======== Records

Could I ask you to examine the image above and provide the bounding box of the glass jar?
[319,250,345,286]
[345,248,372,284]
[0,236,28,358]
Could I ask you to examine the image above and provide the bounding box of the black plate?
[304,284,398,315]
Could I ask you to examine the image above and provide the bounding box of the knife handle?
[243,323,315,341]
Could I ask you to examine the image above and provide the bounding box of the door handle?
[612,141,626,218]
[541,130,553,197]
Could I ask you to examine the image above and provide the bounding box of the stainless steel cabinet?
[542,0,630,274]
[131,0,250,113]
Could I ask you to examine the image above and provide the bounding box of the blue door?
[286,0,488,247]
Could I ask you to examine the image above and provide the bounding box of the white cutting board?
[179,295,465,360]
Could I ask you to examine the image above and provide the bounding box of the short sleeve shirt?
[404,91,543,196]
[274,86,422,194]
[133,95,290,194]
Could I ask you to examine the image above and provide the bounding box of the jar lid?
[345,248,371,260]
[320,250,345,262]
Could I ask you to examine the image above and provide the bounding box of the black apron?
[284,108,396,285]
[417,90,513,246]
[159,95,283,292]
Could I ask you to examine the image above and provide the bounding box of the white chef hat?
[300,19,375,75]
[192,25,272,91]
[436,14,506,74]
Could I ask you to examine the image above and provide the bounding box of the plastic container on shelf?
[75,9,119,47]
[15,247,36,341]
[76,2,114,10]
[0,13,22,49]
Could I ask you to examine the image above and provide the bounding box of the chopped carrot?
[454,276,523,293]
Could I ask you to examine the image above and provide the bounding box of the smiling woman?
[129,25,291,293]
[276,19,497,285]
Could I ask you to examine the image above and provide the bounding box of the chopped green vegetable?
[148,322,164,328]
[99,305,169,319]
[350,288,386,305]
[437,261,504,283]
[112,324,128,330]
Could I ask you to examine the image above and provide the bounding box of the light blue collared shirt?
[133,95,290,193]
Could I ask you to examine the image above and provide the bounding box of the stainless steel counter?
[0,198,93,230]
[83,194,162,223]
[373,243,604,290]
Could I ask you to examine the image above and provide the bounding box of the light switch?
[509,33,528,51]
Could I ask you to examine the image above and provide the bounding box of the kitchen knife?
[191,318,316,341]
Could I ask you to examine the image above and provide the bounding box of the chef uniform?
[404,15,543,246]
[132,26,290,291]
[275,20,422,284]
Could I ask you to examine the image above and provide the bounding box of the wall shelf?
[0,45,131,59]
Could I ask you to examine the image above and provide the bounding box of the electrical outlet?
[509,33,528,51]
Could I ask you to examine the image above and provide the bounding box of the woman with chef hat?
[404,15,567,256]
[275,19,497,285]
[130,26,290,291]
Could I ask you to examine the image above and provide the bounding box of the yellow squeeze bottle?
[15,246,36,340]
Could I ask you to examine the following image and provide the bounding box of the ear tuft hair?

================

### Work to be completed
Your response must repeat the entries above exactly, in full.

### Written reply
Could I ask you to examine the image above and provide the bounding box of the glass jar?
[319,250,345,286]
[345,248,372,284]
[0,236,28,358]
Could I ask you to examine the image above and provide the bounding box of the black plate?
[304,284,398,315]
Could I ask you to examine the image above and provide the bounding box of the knife handle?
[243,323,315,341]
Could I ask you to examine the image above and provide the bounding box of the door handle?
[612,141,626,218]
[541,130,553,197]
Could I ask you to examine the image above and provide the bounding box of the stainless steel cabinet?
[542,0,630,274]
[131,0,250,113]
Could I ask you to examine the image above and provide the bounding box of the blue door?
[286,0,488,247]
Could I ask you to examine the image above and provide the bounding box of the white cutting board?
[179,295,465,360]
Could I ask you to examine the image above and provide the bounding box of the short sleeve shirt?
[404,91,543,196]
[274,86,422,194]
[133,95,290,194]
Could I ask you to examine the image above and provide the bounding box of the jar lid?
[345,248,371,260]
[320,250,345,262]
Could I ask you to examine the image above and provide the bounding box of the black apron?
[284,108,396,285]
[417,90,513,246]
[159,95,283,292]
Could I ask you to examine the image above and provide the bounding box of the white chef hat?
[300,19,375,75]
[192,25,272,91]
[436,14,506,74]
Could I ask you to examine the image above and provide the bounding box of the plastic container on shelf?
[75,9,119,47]
[15,247,36,341]
[76,2,114,10]
[0,13,22,49]
Could I ask you to examine the image above and provide the bounding box of the chopped carrot?
[454,276,523,293]
Could I ask you to examine the image above and provide the bounding box of the smiling woman?
[129,25,291,293]
[276,19,497,285]
Could I ask you to examine the image above and provide the bounding box of the chopped green vegetable?
[148,322,164,328]
[99,305,169,319]
[350,288,386,305]
[437,261,504,283]
[112,324,128,330]
Could I ask you to examine the image above and provide the bounding box of the light blue collared shirt?
[133,95,290,193]
Could I ask you to examine the image above and provide the bounding box of the stainless steel counter?
[0,198,93,230]
[83,194,162,223]
[373,243,604,290]
Could I ask you to examine the image above and provide the bounding box of the light switch?
[509,33,528,51]
Could I ask you to examine the image above and provide the bounding box of the kitchen knife?
[191,318,316,341]
Could I ask you to examine the image above and provide the bounding box of the chef uniform?
[404,15,543,246]
[132,26,290,291]
[275,20,422,284]
Could I ask you to examine the image above and provide the bounding box of the wall shelf?
[0,45,131,59]
Could I ask you to examine the image above and provide the bounding box of the electrical outlet?
[509,33,528,51]
Could I ask you to examine the image above and provide the bounding box of the woman with chef hat?
[404,15,567,256]
[275,19,497,285]
[130,26,290,291]
Could I ask you to examine the image above and provide the bounding box of the yellow squeeze bottle?
[15,246,36,340]
Could I ask you to examine the following image and provide the bounding box of the ear tuft hair?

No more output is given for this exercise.